**Work required**
Count the lines in the listing below that contain the string "backrest", matching case exactly. Give only the number.

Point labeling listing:
+++

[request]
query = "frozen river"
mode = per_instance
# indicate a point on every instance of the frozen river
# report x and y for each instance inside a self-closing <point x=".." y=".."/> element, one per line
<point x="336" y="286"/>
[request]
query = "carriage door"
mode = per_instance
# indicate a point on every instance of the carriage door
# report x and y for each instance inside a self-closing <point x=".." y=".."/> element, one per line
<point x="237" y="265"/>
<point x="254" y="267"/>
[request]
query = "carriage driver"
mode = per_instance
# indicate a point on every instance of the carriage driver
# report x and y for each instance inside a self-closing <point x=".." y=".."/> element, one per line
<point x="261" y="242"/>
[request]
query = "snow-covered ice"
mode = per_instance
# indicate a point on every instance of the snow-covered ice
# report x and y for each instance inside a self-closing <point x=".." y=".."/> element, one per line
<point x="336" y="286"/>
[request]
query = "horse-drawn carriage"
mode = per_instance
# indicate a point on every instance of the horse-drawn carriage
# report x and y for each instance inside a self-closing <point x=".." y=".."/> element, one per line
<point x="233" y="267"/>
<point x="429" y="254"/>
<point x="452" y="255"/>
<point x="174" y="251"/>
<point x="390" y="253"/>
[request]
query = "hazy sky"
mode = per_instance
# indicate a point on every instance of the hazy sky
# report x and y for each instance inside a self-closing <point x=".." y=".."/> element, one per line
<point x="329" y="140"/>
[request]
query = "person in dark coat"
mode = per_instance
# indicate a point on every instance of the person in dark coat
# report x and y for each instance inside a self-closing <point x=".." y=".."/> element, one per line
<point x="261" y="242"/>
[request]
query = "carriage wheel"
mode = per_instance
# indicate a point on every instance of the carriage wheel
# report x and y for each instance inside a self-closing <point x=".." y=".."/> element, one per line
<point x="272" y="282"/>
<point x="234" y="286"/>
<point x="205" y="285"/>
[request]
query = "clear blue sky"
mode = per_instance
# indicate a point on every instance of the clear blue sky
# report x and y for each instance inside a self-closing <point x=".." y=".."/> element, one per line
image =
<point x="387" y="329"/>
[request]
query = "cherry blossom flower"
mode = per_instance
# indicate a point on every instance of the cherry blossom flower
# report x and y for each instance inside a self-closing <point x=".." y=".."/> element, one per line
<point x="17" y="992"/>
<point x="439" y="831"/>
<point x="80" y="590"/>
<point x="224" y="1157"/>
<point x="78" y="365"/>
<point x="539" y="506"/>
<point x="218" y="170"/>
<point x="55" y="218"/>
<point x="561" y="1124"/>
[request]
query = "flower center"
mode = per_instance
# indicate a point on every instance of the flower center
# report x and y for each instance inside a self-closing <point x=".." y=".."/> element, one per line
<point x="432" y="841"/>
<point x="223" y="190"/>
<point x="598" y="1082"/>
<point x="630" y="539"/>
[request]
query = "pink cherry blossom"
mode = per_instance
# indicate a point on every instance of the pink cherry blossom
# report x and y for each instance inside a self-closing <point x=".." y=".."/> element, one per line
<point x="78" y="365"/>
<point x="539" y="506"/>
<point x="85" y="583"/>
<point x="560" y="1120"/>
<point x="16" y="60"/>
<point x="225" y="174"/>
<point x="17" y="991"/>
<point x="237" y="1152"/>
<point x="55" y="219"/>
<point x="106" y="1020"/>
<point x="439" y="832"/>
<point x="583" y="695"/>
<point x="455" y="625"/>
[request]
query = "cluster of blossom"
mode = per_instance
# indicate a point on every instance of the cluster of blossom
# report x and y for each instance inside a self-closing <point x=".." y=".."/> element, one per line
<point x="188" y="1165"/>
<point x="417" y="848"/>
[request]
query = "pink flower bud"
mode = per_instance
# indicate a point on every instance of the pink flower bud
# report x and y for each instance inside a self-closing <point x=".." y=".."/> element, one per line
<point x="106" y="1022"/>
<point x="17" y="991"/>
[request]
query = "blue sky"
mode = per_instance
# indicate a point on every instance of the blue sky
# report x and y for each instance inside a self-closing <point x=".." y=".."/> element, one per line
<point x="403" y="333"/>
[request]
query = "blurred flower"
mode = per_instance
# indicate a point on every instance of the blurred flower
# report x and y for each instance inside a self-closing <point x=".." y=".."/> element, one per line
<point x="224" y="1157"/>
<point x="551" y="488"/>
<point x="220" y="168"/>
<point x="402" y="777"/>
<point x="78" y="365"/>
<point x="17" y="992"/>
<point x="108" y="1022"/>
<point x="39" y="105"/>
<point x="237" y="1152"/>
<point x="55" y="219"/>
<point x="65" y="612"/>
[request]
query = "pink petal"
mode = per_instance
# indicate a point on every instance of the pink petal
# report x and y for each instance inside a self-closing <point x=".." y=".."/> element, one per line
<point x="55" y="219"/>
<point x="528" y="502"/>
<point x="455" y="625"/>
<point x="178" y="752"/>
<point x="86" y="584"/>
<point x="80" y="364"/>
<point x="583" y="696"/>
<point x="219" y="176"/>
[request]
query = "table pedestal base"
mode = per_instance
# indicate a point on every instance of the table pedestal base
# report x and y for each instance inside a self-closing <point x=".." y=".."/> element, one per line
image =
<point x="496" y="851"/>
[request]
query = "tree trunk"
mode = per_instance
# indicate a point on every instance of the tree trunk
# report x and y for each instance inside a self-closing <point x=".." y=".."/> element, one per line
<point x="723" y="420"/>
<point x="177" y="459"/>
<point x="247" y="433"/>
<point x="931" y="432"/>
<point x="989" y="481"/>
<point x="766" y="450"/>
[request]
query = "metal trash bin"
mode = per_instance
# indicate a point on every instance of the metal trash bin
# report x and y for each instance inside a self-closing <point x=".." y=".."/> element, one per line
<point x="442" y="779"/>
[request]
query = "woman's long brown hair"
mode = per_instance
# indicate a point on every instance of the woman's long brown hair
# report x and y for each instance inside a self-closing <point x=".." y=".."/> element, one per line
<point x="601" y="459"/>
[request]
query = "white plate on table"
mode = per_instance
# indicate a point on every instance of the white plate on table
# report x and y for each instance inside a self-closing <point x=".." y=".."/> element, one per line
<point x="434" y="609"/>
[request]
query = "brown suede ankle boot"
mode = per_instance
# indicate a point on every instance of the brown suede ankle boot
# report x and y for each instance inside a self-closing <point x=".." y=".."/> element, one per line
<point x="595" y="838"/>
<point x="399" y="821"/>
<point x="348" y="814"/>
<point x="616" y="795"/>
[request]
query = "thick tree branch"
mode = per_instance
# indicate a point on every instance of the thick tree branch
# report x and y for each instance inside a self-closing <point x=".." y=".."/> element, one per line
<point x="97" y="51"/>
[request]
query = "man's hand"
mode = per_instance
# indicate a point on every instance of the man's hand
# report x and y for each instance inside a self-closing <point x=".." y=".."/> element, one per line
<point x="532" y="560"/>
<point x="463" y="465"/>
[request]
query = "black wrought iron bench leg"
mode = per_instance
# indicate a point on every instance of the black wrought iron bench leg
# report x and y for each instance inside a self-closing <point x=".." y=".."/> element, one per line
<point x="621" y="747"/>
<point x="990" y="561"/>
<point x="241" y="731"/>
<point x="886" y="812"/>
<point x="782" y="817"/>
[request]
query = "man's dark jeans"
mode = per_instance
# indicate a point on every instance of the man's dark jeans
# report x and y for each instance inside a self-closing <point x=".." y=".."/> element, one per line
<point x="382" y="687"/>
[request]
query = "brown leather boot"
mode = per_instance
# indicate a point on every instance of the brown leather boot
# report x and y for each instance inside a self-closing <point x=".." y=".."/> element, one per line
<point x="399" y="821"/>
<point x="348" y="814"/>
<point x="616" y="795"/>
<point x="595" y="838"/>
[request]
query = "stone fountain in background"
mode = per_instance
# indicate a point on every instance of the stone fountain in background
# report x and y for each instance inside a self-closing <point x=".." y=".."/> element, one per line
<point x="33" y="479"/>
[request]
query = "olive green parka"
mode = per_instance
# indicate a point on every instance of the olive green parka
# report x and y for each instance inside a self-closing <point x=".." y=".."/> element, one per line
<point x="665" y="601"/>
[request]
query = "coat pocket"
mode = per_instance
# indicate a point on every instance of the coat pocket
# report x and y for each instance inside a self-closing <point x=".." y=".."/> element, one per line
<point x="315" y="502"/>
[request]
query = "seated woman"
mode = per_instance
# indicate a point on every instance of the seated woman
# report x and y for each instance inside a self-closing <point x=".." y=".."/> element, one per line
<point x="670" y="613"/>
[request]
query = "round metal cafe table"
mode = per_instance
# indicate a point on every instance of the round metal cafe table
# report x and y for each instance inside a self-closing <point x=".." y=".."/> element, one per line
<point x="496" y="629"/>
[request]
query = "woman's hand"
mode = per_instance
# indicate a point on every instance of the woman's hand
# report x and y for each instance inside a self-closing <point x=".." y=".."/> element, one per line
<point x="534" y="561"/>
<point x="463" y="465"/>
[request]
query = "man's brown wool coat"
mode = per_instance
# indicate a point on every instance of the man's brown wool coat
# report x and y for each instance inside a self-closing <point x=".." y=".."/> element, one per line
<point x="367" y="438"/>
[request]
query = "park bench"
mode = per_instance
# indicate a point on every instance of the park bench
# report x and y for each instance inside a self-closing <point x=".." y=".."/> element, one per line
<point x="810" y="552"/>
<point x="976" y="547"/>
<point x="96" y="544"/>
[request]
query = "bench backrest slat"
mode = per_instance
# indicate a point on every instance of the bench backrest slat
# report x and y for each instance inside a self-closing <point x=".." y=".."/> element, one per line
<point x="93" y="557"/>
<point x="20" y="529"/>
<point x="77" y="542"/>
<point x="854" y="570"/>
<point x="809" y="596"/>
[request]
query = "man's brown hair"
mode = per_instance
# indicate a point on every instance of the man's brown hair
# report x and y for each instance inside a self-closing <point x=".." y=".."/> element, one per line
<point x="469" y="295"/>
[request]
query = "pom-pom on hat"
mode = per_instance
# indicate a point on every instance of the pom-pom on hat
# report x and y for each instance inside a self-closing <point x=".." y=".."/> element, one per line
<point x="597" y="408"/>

+++

**Correct result**
2